> **LISTED RECORDS**

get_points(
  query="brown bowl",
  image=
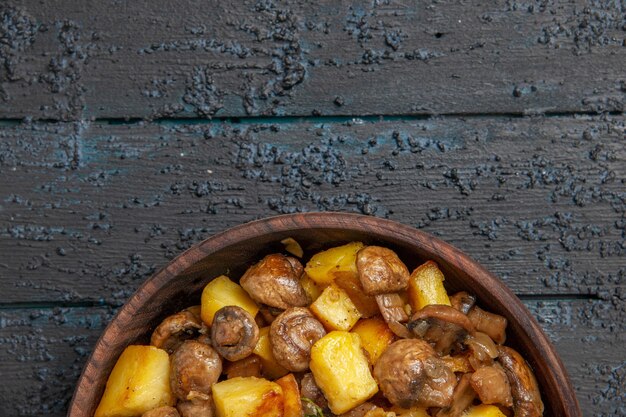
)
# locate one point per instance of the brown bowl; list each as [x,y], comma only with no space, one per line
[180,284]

> **WHAT THE TASK REQUIRES**
Reproduce these records line for line, leaving out the pictures.

> **EXERCISE SOLUTION**
get_points(
  query="brown bowl",
  image=
)
# locate one point per instance of the brown bowl; list each as [x,y], comma only with no space, one per line
[180,284]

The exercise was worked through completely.